Task requirements: Omit any picture, and return the remaining data exactly as written.

Provided entries:
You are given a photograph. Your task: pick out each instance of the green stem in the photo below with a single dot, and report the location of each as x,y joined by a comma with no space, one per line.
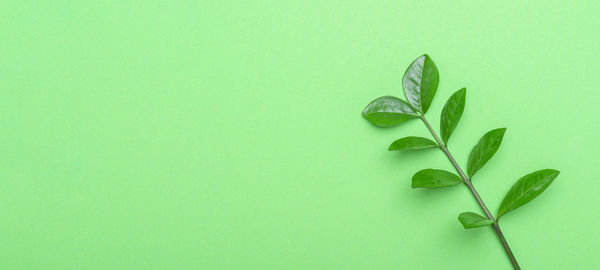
468,183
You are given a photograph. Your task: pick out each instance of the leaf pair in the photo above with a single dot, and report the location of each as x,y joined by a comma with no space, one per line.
522,192
420,83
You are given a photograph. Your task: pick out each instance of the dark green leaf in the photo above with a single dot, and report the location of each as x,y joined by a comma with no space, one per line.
484,150
412,143
472,220
431,178
526,189
420,83
451,114
388,111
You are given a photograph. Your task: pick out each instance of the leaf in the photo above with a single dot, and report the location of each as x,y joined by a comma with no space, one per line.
420,83
412,143
451,114
431,178
388,111
526,189
484,150
472,220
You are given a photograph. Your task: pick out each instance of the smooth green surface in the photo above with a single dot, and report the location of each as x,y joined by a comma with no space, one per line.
420,82
526,189
484,150
451,114
471,220
388,111
412,143
228,134
432,178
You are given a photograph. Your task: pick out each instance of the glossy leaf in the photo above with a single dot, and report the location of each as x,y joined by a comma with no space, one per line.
472,220
420,83
526,189
484,150
388,111
451,114
412,143
431,178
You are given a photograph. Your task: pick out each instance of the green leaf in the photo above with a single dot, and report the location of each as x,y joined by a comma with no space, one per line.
526,189
451,114
420,83
412,143
484,150
431,178
388,111
472,220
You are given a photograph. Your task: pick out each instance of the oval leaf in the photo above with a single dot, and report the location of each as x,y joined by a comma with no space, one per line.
412,143
388,111
431,178
420,82
526,189
472,220
451,114
484,150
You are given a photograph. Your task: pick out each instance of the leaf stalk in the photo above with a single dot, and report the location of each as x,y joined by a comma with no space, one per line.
468,183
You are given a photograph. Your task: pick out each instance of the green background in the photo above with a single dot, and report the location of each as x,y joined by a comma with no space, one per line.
228,135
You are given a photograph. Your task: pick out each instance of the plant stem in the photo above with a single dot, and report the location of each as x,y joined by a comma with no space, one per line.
468,183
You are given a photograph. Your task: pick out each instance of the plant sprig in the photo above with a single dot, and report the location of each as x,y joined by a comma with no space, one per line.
420,84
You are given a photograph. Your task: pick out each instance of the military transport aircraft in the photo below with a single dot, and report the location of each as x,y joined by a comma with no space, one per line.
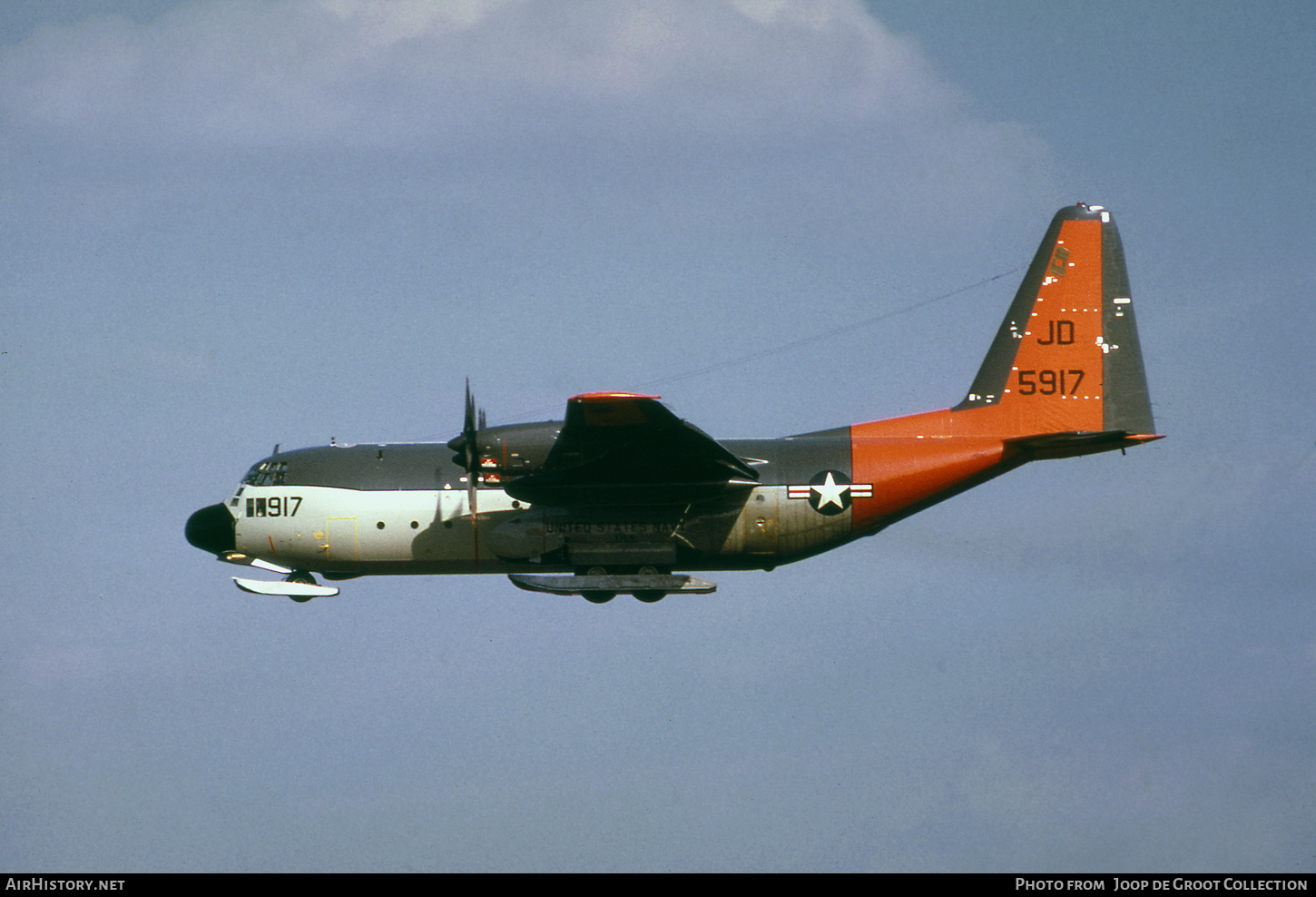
623,494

Full output:
You are given a photograph. Your task: pick out each instance of the green stem in the photo below with a single dot, and report the location of each as x,y joined by a comma with no space, one per line.
468,183
You are given a photograph. Your task: pick out each instance of the leaf pair in the photo above with a single dot, and report the location of each as x,y joined by a comma with no space, one per line.
522,192
420,83
You are given a photograph. Your task: pick out each instance of the dark green leaf in the photo above with a single dot, and report the location of each as x,y joined by a comma with no space, one per line.
484,150
412,143
472,220
431,178
526,189
420,83
451,114
388,111
You are given a photograph. Your task: pick out each instance of the leaf in the photo above with a single dot, and report the location of each as x,y joined by a comma with no space, one per line.
420,83
412,143
451,114
431,178
388,111
526,189
484,150
472,220
You are given a photograph. Your task: pick out each instance of the smooth green surface in the photo above with a single dot, and report the location of each as x,y joined by a comma with no space, one per line.
420,82
526,189
484,150
451,114
471,220
388,111
412,143
228,134
432,178
You are given a photograph. Your task: pick out each instance of the glossy leaf in the photo above with a single dot, and report the location of each as x,y joined by a comma with no space, one per line.
472,220
420,83
526,189
484,150
388,111
451,114
412,143
431,178
You are given a photograph. Your task: pick out each instance of the green leaf in the photo above with a single dot, and report the location of each as x,y joined by a comma with no space, one per line.
526,189
451,114
420,83
412,143
484,150
431,178
388,111
472,220
You are given a photograph. Your task: pick out each instance of the oval leaf in the photo above with a single dot, and report the location of each as x,y joined by a comma with no space, one per line.
412,143
388,111
431,178
420,82
526,189
472,220
451,114
484,150
You are given a photograph. Your task: pick out each instance of the leaf stalk in the photo above with a single dot, and report the location of each as x,y joined by a comma with no space, one per line.
468,183
You are given a photograph. Your task: pick out each instance of the green background in the photo above with a single dot, and report the location of each as x,y joined by a comma with no space, one per line.
228,135
You are given a photograph. Your task: pick out each instance of the plant stem in the photo above with a single dot, and report the location of each as x,y joined by a comma with no space, one per line.
468,183
You are given a photograph. Your task: pick out each instance of the plant sprig in the photo above with a single dot, and report the location of each as x,y joined by a comma with no space, one per line.
420,84
You are given a photograph. Your task: pick out each instance of the military transport aircraft in the photo below with a single dot, and report the location of each as x,y joined by a comma with no space, one per line.
623,494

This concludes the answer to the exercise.